- [Text shown]:

N. S. SHERMAN MACH. & IRON WORKS v. R. D. COLE MFG. CO.Annotate this Case
N. S. SHERMAN MACH. & IRON WORKS v. R. D. COLE MFG. CO.
1915 OK 651
151 P. 1181
51 Okla. 353
Case Number: 4581
Supreme Court of Oklahoma
N. S. SHERMAN MACHINE & IRON WORKS
R. D. COLE MFG. CO.
¶0 1. DEPOSITIONS--Admissibility in Evidence--Narrative Form. A deposition is a written declaration under oath, made upon notice to the adverse party, for the purpose of enabling him to attend and cross-examine; but there is no requirement that depositions should be in the form of a question and answer, and they will not be suppressed because given in narrative form.
2. APPEAL AND ERROR--Continuance--Discretionary Ruling. Continuances for the absence of witnesses, or of a party to the action, are addressed largely to the discretion of the trial court; and this court will not review such discretion, unless it has been abused.
3. CONTINUANCE--Discretion--Denial. On the day of the trial, the defendant offered an affidavit for continuance, on the ground that defendant was a material witness, setting out what he expected to show by him, but alleging that the defendant was prevented from attending by reason of the interruption of direct railroad communications. Attached to this affidavit was an unverified statement by a doctor, saying that owing to the defendant's condition, in his judgment, it would be injurious for him to make a long trip. There was no allegation in the affidavit that the attorney required the presence of the defendant to aid in the case, other than as a witness. Held no abuse of discretion in refusing the continuance, where the court allowed the facts set up in the affidavit to be read as a deposition.
4. APPEAL AND ERROR--Presentation for Review--Ruling on Evidence--Brief. The action of the trial court in the admission or exclusion of evidence will not be reviewed by this court, unless the evidence is set out in the brief, as required by rule 25 of this court (38 Okla. x, 137 P. xi).
5. ACCOUNT, ACTION ON--Verified Account--Direction of Verdict. Evidence in this case examined, and held to justify the court in directing a verdict for the plaintiff.
Oliver C. Black, for plaintiff in error.
Douglas B. Crane, for defendant in error.
¶1 The first assignment of error argued in the briefs is that the court refused to suppress the depositions which were given in narrative form, and not by question and answer. Rev. Laws 1910, sec. 5069, provides:
"A deposition is a written declaration, under oath, made upon notice to the adverse party for the purpose of enabling him to attend and cross-examine, or upon written interrogatories."

- [Job 1]: Retype the listing below verbatim, starting with the line that contains "the motorcycle fork" and going on through the last line of the listing.

- [Records provided]:

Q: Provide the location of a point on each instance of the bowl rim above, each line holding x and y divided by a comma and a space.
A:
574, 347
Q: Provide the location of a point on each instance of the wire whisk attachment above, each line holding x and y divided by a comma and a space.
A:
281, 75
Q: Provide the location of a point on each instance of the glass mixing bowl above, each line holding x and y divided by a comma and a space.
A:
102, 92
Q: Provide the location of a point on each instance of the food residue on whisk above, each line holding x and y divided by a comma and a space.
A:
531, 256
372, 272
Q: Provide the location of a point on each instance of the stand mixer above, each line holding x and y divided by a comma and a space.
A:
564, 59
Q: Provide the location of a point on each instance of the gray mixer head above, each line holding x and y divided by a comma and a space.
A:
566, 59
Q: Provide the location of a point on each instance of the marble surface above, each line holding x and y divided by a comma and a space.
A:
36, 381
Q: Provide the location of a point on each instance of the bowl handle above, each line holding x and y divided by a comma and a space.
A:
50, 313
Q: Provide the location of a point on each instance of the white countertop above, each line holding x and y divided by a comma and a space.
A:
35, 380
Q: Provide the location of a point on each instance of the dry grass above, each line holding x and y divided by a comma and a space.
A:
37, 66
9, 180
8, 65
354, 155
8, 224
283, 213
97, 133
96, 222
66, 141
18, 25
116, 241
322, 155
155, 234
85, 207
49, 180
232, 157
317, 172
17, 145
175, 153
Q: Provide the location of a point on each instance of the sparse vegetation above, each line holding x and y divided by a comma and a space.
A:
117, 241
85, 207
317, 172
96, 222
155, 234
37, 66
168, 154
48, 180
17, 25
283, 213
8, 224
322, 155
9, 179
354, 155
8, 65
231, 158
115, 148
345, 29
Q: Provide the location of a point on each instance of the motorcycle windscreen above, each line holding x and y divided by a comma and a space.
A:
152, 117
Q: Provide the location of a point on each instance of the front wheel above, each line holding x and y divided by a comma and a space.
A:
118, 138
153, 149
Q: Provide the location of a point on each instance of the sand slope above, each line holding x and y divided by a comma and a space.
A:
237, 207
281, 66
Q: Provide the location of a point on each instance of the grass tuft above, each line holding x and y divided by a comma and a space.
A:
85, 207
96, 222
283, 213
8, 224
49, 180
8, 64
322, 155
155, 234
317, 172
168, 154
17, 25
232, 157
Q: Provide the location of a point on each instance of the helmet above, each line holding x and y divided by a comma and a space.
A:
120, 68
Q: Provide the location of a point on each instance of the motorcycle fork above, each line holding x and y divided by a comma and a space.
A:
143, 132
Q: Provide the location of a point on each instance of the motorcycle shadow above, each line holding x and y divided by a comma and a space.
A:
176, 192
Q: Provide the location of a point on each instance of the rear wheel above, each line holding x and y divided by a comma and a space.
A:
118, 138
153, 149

- [Job 2]: Extend the Oklahoma court opinion from where it stops.

- [Answer 1]:
Q: Provide the location of a point on each instance of the motorcycle fork above, each line holding x and y divided by a comma and a space.
A:
143, 132
Q: Provide the location of a point on each instance of the motorcycle shadow above, each line holding x and y divided by a comma and a space.
A:
176, 192
Q: Provide the location of a point on each instance of the rear wheel above, each line holding x and y divided by a comma and a space.
A:
118, 138
153, 149

- [Answer 2]:
¶2 We know of no provision of our statute rendering a deposition void unless taken in the form of question and answer, and in the absence of such provision we know of no reason why a deposition given in narrative form is not valid. In Hendricks v. St. Louis Transit Co., 124 Mo. App. 157, 101 S.W. 675, it is held that depositions need not be in the form of question and answer, but, if taken in narrative form, they are sufficient. The next assignment of error is that the court erred in not granting a continuance on the application of the defendant. Rev. Laws 1910, sec. 5044, provides:
"The court may, for good cause shown, continue an action at any stage of the proceedings, upon such terms as may be just. When a continuance is granted on account of the absence of evidence, it shall be at the cost of the party making the application, unless the court otherwise order."
¶3 Under this section, a continuance for the absence of evidence is very largely in the discretion of the trial court, and this court will not reverse the action of the trial court, unless there is a palpable abuse of discretion, and under the showing made we cannot say that there was any abuse of discretion in this case. The affidavit was admitted as a deposition, and under the showing this was all the defendant could reasonably ask. It is true that one of the absent witnesses was the defendant, but the affidavit for continuance does not state that his presence was necessary for the purpose of assisting counsel to properly present the case. The only ground set out is that Sherman is a material witness. The case, therefore, does not come within the rule laid down in McMahan v. Norick, 12 Okla. 125, 69 P. 1047. In that case the facts were, as stated by the court:
"The affidavit of the physician stated that the plaintiff in error was in a condition of pregnancy which had progressed for a period of over seven months, that at said time she was afflicted with a case of acute cystitis, and that her condition was such that she could not attend court on the 1st day of December, 1900, the day that this case was set for trial. The physician further testified that it would not be advisable for her to attempt to attend court during said term, which he was informed closed on December 17, 1900. The attorney for plaintiff in error testified that he could not proceed with the trial of said cause on account of the absence of the plaintiff in error, who was one of the defendants in said cause, and a material witness in her own behalf. [The facts to which she would testify were then fully set forth in the affidavit.] And it was further stated in said affidavit that the said facts could not be proven by any other witness, and counsel could not safely proceed with the trial of said cause without the presence of the plaintiff in error to aid him in properly presenting the case to the court, and that said application was made in good faith, and if said cause was continued until the next term of court the attendance of said plaintiff in error could be procured."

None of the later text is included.